WHAT THE TASK REQUIRES = Pictures appear in the records below; write out everything else exactly.

++++++++++++++++++++

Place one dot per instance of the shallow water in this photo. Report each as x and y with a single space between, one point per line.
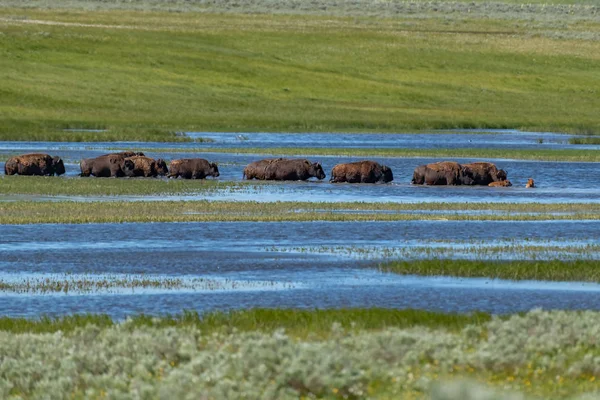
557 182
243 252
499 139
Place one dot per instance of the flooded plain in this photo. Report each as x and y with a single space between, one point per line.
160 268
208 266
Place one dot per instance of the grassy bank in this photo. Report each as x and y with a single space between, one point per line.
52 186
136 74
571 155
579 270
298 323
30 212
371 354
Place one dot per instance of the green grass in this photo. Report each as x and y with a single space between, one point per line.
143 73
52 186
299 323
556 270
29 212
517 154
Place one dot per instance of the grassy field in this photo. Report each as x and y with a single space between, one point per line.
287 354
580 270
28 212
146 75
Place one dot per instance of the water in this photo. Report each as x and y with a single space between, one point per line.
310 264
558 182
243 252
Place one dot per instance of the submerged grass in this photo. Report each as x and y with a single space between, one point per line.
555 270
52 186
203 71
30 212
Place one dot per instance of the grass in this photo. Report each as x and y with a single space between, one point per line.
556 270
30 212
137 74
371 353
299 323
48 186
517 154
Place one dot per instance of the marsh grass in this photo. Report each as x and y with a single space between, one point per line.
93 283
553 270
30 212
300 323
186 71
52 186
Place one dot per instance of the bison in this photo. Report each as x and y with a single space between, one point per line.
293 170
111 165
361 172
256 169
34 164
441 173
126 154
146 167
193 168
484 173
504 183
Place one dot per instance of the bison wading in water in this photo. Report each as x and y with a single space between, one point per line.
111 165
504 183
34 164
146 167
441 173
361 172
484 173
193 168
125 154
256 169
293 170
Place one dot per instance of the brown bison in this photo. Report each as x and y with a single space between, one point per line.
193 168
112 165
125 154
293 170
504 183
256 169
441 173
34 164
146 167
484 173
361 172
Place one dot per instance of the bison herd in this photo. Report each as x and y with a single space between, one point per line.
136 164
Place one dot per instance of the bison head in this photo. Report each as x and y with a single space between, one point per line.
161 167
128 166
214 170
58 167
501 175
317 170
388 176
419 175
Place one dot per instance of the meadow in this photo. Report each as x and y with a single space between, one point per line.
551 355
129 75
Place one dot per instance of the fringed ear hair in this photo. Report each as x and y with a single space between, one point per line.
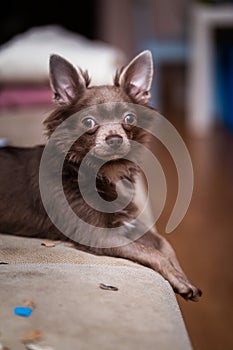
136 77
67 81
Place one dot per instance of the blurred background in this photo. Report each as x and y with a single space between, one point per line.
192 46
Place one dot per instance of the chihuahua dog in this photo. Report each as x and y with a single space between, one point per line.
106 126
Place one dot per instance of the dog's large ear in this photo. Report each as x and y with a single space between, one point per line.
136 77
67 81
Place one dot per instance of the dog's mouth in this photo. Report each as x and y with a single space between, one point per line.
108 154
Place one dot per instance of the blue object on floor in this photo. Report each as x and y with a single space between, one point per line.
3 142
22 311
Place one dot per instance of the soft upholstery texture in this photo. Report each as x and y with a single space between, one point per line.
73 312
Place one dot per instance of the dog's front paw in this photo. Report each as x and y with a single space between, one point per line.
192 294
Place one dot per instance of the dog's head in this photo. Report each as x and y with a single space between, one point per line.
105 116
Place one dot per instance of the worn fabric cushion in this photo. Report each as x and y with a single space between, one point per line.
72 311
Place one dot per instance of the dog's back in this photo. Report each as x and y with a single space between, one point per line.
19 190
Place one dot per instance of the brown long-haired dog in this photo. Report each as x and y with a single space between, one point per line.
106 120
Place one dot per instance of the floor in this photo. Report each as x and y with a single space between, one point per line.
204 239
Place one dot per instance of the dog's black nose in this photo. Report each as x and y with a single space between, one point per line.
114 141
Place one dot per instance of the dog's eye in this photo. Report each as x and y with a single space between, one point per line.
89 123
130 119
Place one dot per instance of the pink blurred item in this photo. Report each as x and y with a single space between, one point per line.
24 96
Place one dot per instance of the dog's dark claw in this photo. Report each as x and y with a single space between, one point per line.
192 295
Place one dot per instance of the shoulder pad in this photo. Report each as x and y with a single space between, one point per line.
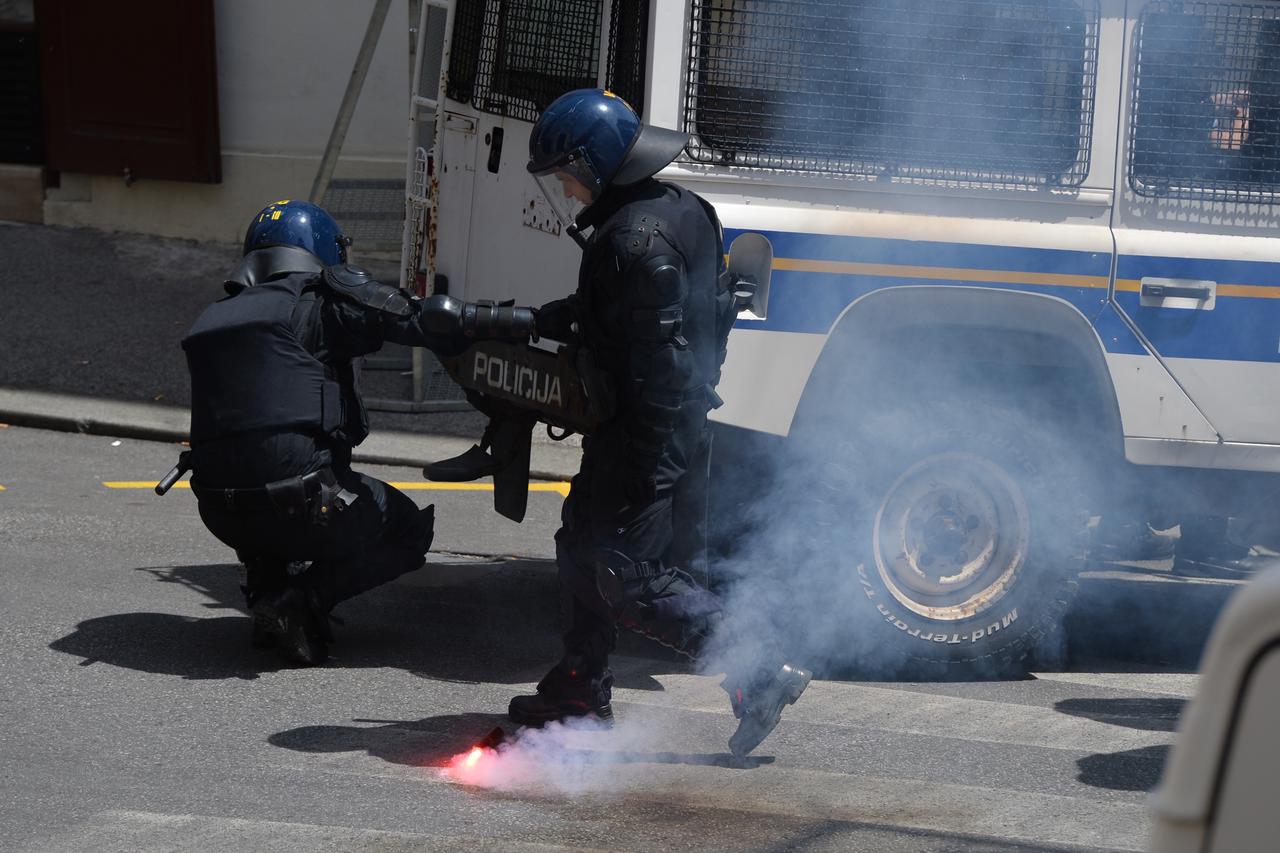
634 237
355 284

++++++++++++++++++++

EXERCISE OUTPUT =
Place one dot per instance of the shallow water in this photo. Report each as x and y with a single space between, one point per line.
557 182
243 252
499 139
Place one dot per instance of the flooded plain in this photo. Report each as x and y with a single space between, one point per line.
160 268
208 266
Place one dot per instance of the grassy bank in this photo. Report each as x and y with a single space between, one point per line.
52 186
136 74
571 155
579 270
298 323
30 212
371 354
Place one dot per instance of the green grass in this photo. Report each as x and y with a single space between, one point per line.
143 73
52 186
299 323
556 270
29 212
517 154
Place one dot per instance of the grassy field in this photo. Report each as x and y with a single space between, one point per line.
287 354
580 270
28 212
146 75
Place one dot per instance of the water in this photo. Report each as x and y with a single space between, one point per line.
310 264
558 182
243 252
Place one dot per instance of the submerged grass in this photo. Report each as x and y with a single space between, one point per line.
555 270
52 186
203 71
30 212
Place one dot per instance of the grass in this photo. Report each as x and y with a single space between, one point per line.
556 270
30 212
137 74
371 353
299 323
48 186
517 154
Place one dot per instance of the marsh grass in this photo. Report each as x and y with a single space between, one point per line.
93 283
553 270
30 212
300 323
186 71
52 186
Place one dot per instance of the bison in this photo. Report each as x and y with a single space between, one point per line.
293 170
111 165
361 172
256 169
34 164
441 173
126 154
146 167
193 168
484 173
504 183
Place one dot per instance of the bison wading in water in this photo. Report each as x and y with a single space between, one point per line.
111 165
504 183
34 164
146 167
441 173
361 172
484 173
193 168
125 154
256 169
293 170
Place one dot per instance of the brown bison in this photo. Report each as x and y with a single space between, one point per line.
193 168
112 165
125 154
293 170
504 183
256 169
441 173
34 164
146 167
484 173
361 172
Place one dot per instance of the bison herd in this photo. Report each as x and y with a single space between, one point per line.
136 164
Place one dot per instance of the bison head in this photo. Report each as x and y with a single space between, one point per line.
161 167
128 166
214 170
58 167
501 175
317 170
388 176
419 175
Place one dot per instance of the meadow in this photo. Report each as x and y with a single space between, one point per line.
551 355
129 75
Place one dot per instance of the fringed ear hair in this photo. Report each as x and y with a single space between, one point per line.
136 77
67 81
Place one dot per instance of the blurred background in this photo. Report each as x and y with a single space between, one point per line.
192 46
Place one dot per instance of the chihuahua dog in this photo. Report each as x and y with a single space between, one point per line.
106 126
Place one dot per instance of the dog's large ear in this photo. Report each as x and y with a single space between, one point per line.
136 77
67 81
Place one dot per instance of the dog's mouth in this photo. Report each as x and y with a single space between, one point per line.
108 154
Place one dot per instance of the blue object on floor in this photo. Report each as x and y with a single space between, one point per line.
3 142
22 311
Place one dot per instance of the soft upholstery texture in this photo. Report each as x and y with a single space between, one point per line.
73 312
Place one dot per instance of the dog's front paw in this photo. Report each as x and y with a single space between, one point per line.
192 294
Place one dot per instance of the dog's head in this photo. Report each as x and y with a single space between, one point per line.
105 116
Place one dot per instance of the worn fabric cushion in this photo. Report each as x and y with a single space between, one point per line.
72 311
Place one dot per instance of the dog's back in this photo. Report each as x and y with a single space between, one point per line.
19 190
Place one dot per instance of the brown long-haired dog in this photo. Report each as x and y with a single space between, one point per line.
106 120
Place one dot per instance of the floor in this photo. Report each as x and y with a single space between, one point per line.
204 239
Place one dot per instance of the dog's black nose in this photo. Report each as x and y with a single space between, one point per line.
114 141
Place one dot per instance of the dog's eye in this photo. Report each as x and y with a single space between, one point per line.
89 123
130 119
Place one dot per instance of the pink blurred item in this photo. Report each as x and y with a single space between, one point per line.
24 96
Place one dot per instance of the dog's dark claw in this photo. Report each as x and y with a single space between, one point per line.
192 295
Place one dot per instance of the shoulder pad in this photo. Report each as x and y with a single space between, one point per line.
634 237
355 284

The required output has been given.